§ Passage provided:
==*==
The Amusement Park – Film Review

Director: George A. Romero

Writer: Wally Cook

Starring: Lincoln Maazel, Harry Albacker, Phyllis Casterwiler, Pete Chovan, Sally Erwin,

Shortly after finishing Season of the Witch, director George A. Romero was approached by the Lutheran Service Society of Western Pennsylvania to make an educational film about ageism and how the elderly are neglected by the youth of society. The film was Romero’s only work-for-hire film, and one of only three that Romero directed but didn’t write, with the screenplay instead being written by Wally Cook. The idea was to show the film at community centres but was ultimately shelved due to the more experimental and unsettling tone of the film.

For over forty years the film was considered lost, until a friend of Romero gave him and his wife a copy a few weeks before his death in 2017. Even Romero’s wife had never heard of it before, but was shocked when she saw it, not only because he had never mentioned it before, but also because of how relevant it feels today and how edgy it feels. The film starts with Lincoln Maazel, who would go on to work with Romero again in Martin, out of character telling the audience the purpose of the film. It is designed to make you feel the issues that the elderly goes through daily without just regurgitating facts and stats that we’ve all heard time and time again.
==*==
§ Excerpted records:
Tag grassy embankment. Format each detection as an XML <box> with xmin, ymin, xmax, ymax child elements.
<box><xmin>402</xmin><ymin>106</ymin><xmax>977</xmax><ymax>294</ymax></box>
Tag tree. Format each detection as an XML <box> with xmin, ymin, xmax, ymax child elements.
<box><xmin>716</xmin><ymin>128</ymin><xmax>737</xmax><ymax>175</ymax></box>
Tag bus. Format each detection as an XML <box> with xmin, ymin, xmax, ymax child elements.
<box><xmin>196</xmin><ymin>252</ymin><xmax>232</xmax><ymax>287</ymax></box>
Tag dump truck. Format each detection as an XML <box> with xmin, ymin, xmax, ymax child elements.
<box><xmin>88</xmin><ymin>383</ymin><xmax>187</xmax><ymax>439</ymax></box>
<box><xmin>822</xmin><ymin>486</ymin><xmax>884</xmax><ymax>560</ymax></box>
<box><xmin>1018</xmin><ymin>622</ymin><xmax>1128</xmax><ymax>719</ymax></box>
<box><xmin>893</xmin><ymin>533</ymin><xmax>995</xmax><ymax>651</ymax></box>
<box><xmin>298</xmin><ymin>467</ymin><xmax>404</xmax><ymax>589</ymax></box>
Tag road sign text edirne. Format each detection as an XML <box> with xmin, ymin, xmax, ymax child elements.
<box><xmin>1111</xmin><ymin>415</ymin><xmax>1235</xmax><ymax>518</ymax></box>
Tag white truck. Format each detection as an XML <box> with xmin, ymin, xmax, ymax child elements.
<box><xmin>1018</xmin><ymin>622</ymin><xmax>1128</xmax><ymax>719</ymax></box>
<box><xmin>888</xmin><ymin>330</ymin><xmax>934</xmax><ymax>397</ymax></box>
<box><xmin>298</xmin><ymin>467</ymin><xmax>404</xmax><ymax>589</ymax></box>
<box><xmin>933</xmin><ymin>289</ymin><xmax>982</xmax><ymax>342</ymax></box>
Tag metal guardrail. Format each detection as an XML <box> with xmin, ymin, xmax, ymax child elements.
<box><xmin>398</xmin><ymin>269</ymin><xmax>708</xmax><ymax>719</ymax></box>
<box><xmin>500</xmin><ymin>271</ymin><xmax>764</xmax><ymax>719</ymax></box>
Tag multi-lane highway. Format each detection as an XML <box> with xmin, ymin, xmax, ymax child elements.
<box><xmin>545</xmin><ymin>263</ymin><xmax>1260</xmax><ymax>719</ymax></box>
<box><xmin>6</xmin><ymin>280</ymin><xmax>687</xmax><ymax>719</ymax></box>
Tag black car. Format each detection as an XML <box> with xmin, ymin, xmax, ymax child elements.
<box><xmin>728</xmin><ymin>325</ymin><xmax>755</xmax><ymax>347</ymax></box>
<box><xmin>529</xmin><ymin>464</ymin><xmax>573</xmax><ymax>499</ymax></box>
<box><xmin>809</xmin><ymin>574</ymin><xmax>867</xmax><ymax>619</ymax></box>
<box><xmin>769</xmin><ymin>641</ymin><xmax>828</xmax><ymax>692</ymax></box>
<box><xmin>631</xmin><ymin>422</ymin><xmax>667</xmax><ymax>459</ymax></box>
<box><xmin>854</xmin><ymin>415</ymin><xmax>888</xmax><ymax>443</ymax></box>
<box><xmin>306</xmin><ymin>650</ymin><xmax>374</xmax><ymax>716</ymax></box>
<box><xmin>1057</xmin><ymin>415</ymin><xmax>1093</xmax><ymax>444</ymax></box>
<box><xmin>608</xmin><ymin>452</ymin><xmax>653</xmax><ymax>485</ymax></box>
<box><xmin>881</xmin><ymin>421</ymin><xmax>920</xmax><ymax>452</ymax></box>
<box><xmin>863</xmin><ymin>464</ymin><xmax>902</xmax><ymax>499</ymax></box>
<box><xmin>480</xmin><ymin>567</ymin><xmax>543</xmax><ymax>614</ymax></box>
==*==
Answer the following from the review of The Amusement Park:
(a) Which organization approached George A. Romero to make the film?
(b) Who wrote the screenplay?
(c) In which later Romero film did Lincoln Maazel work with him again?

(a) The Lutheran Service Society of Western Pennsylvania.
(b) Wally Cook.
(c) Martin.